[[ Supplied records, beginning ]]
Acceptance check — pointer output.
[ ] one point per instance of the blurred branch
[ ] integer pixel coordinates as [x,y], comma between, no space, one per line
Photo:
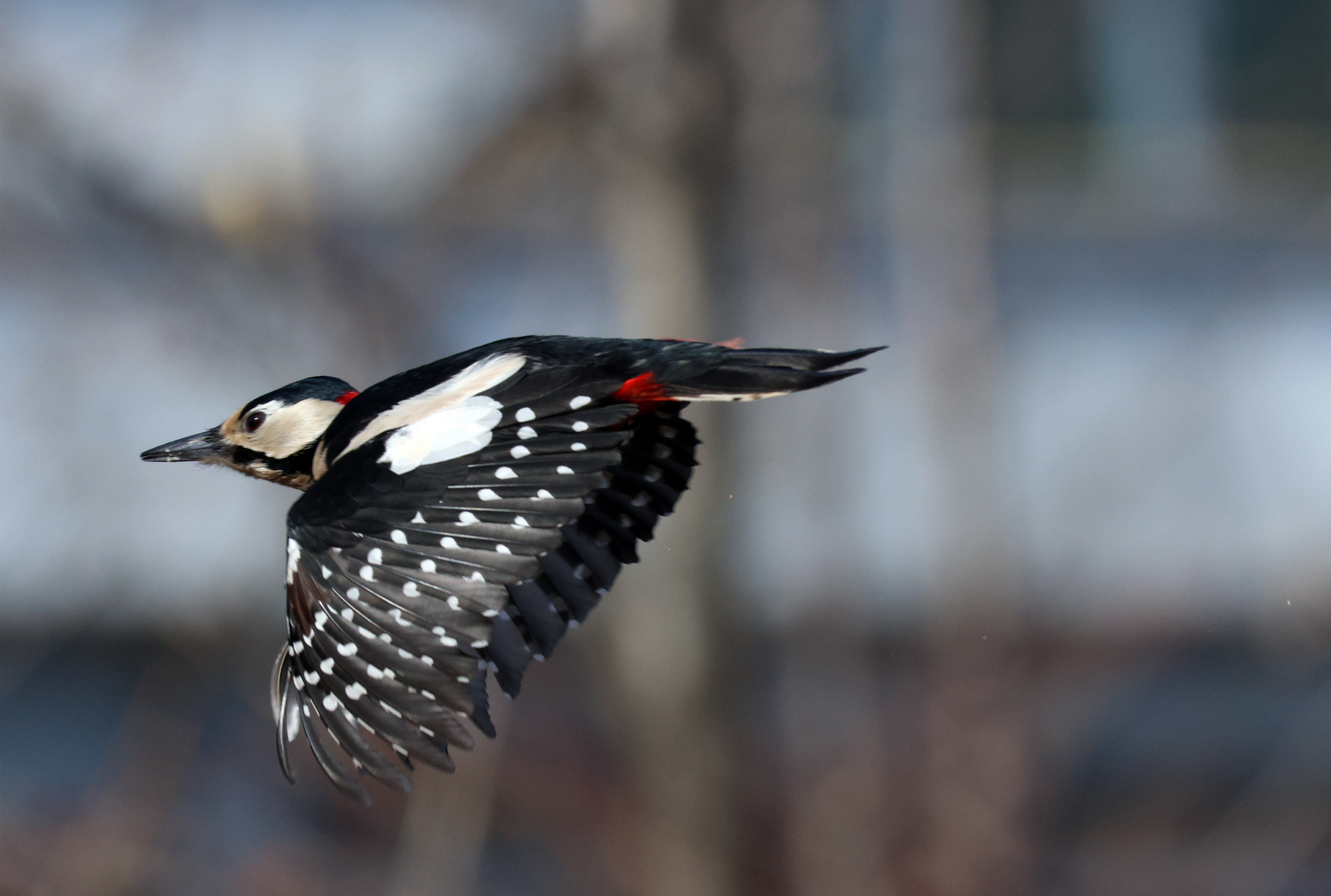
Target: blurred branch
[974,788]
[661,90]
[[ Supplied records, end ]]
» **Directions**: Transcribe the whole listing, character for character, but not its images.

» **Solution to this exercise**:
Acceptance check — pointer output.
[ ] one point per instance of the blurred branch
[ ] integer pixel coordinates as [x,y], comma between, no space, one per line
Photo:
Target: blurred branch
[974,788]
[661,90]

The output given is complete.